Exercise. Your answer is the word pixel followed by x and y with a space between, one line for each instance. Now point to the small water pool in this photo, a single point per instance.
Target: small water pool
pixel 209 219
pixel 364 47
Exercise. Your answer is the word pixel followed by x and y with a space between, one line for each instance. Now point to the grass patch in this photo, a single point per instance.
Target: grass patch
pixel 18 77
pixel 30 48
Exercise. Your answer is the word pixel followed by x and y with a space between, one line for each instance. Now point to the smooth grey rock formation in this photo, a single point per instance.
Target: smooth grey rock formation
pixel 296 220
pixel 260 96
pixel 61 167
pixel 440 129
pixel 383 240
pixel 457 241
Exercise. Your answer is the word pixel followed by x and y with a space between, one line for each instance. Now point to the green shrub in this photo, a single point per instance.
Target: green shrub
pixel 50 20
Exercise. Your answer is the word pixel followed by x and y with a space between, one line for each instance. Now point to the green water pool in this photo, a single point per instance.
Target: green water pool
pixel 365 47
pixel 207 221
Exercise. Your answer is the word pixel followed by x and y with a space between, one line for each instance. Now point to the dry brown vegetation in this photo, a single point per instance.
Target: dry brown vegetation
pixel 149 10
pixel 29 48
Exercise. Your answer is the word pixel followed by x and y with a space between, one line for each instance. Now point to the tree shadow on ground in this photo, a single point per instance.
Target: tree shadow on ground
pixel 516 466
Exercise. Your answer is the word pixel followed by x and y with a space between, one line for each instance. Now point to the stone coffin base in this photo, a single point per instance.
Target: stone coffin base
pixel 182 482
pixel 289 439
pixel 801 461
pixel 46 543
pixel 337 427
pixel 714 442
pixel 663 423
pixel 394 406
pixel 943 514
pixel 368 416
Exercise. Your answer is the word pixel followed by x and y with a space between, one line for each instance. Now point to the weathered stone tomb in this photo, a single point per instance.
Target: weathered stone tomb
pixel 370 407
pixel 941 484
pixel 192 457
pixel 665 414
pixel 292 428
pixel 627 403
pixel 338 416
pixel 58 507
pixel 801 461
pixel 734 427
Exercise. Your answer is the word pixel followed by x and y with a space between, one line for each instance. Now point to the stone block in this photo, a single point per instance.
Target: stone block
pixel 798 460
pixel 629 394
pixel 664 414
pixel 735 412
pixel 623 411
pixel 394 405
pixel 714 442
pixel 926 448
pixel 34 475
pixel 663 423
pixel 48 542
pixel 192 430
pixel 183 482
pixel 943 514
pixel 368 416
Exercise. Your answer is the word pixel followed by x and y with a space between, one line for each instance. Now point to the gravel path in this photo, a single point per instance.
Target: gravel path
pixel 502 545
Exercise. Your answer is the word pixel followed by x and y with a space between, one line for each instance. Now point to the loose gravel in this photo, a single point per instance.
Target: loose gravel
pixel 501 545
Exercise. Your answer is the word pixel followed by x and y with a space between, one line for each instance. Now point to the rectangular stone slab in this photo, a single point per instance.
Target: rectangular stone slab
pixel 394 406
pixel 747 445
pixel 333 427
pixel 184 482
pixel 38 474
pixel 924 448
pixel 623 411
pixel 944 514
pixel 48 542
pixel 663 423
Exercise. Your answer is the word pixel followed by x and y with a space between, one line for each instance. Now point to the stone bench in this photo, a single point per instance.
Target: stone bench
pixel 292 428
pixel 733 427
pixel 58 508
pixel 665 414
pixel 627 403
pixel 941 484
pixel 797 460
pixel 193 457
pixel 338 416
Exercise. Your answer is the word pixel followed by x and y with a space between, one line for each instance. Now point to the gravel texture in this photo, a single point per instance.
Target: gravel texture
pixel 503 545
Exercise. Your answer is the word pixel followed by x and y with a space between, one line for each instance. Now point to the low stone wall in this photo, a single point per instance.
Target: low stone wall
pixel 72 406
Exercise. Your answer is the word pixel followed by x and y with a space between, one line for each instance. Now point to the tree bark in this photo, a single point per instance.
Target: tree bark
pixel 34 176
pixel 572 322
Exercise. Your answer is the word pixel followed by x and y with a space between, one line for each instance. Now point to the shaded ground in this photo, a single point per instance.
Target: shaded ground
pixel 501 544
####################
**EXERCISE:** Please rewrite all the items above, changing every "water pool" to "pond" and keeping everything else the same.

**FINISHED EXERCISE:**
Exercise. Your answer is the word pixel followed by x and y with a space between, one line for each instance. Now point to the small pond in this photo, a single point per instance.
Target: small pond
pixel 209 219
pixel 364 47
Exercise. Your answer is the word pixel followed by x and y with a space between, one line for each instance. Now point to the grass patch in this photo, a single point per instance.
Target: grass patch
pixel 18 77
pixel 30 48
Exercise. Your answer is the word pixel followed by x and y with a space between, one line for each instance. Now point to the smooth grey rock formation in this photo, a single point per instance.
Target: smooth grey rock formation
pixel 296 220
pixel 260 96
pixel 61 167
pixel 440 129
pixel 383 240
pixel 457 241
Exercise. Your answer is the word pixel followed by x and y with a space between, one line for each instance. Now point to the green shrub in this photo, a single point per instance.
Target: green shrub
pixel 50 20
Exercise. Your answer is the word pixel followed by x and y with a space between, one line for each instance. Now point to the green pond in this photo, a single point per instance.
Target: green pond
pixel 365 47
pixel 207 221
Exercise. Your answer is the word pixel followed by x and y with a space between, one line for each instance. Now point to the dry brown vegetation in this photo, a single point per instance.
Target: dry brown vegetation
pixel 149 10
pixel 29 48
Exercise. Your answer is the word pixel followed by x and y with a space between, one line for each instance. Now point to the tree shadow on ground in this photo, a single point per instance.
Target: tree shadow on ground
pixel 516 466
Exercise. Your answer is the word pixel followed by x and y with a space between, one line for each instance. Now point to the stone coffin base in this photo, a single point per instance.
Target: stone coffin base
pixel 182 482
pixel 289 439
pixel 801 461
pixel 46 543
pixel 337 427
pixel 714 442
pixel 663 423
pixel 394 406
pixel 943 514
pixel 368 416
Exercise. Your answer is the word pixel followed by x and y with a space between, one line for each instance. Now point to the weathered stone tomb in this photo, a single point per instance.
Target: weathered stone tomb
pixel 370 407
pixel 941 484
pixel 192 457
pixel 665 414
pixel 292 428
pixel 627 403
pixel 338 416
pixel 58 507
pixel 801 461
pixel 734 427
Exercise. Your answer is the word pixel followed by x and y with a space between, one line for each instance. Now point to the stone block in this photo, a single point per instance.
Target: stone block
pixel 798 460
pixel 629 394
pixel 664 414
pixel 735 412
pixel 623 411
pixel 394 405
pixel 714 442
pixel 926 448
pixel 34 475
pixel 663 423
pixel 48 542
pixel 192 430
pixel 183 482
pixel 943 514
pixel 368 416
Exercise. Your answer is the word pixel followed by x and y with a space between, one line for each instance. Now point to the gravel path in this photo, a single point per instance.
Target: gravel path
pixel 502 545
Exercise. Your answer is the word pixel followed by x and y with a space between, one line for each instance. Now point to the loose gravel in this photo, a single point per instance.
Target: loose gravel
pixel 501 545
Exercise. Your answer is the word pixel followed by x and y with a space between, one line for each instance. Now point to the rectangular stone slab in this photo, a single point per instance.
Target: rectangular stone slab
pixel 394 406
pixel 747 445
pixel 333 427
pixel 184 482
pixel 38 474
pixel 924 448
pixel 623 411
pixel 944 514
pixel 48 542
pixel 663 423
Exercise. Your answer is the word pixel followed by x and y with a space between, one line for each instance. Now point to the stone bench in this photo, a single point per instance.
Target: stone bench
pixel 292 428
pixel 733 427
pixel 58 508
pixel 665 414
pixel 627 403
pixel 941 484
pixel 797 460
pixel 193 457
pixel 338 416
Exercise. Your answer is the word pixel followed by x and y with a space between, one line for each instance. Now point to the gravel texture in this photo, a single point per instance.
Target: gravel texture
pixel 503 545
Exercise. Your answer is the word pixel followed by x and y with a space between, one line for each instance. Now point to the low stone wall in this photo, a single point per instance.
Target: low stone wall
pixel 72 406
Exercise. Your answer is the word pixel followed by x and y with a space between, one line for each instance. Now point to the tree bark in this photo, a single point per instance.
Target: tree bark
pixel 34 176
pixel 572 322
Exercise. Your answer is the word pixel followed by x and y with a space between, one line for each instance. Now point to the shaded ground in this photo, a single point per instance.
Target: shaded ground
pixel 501 544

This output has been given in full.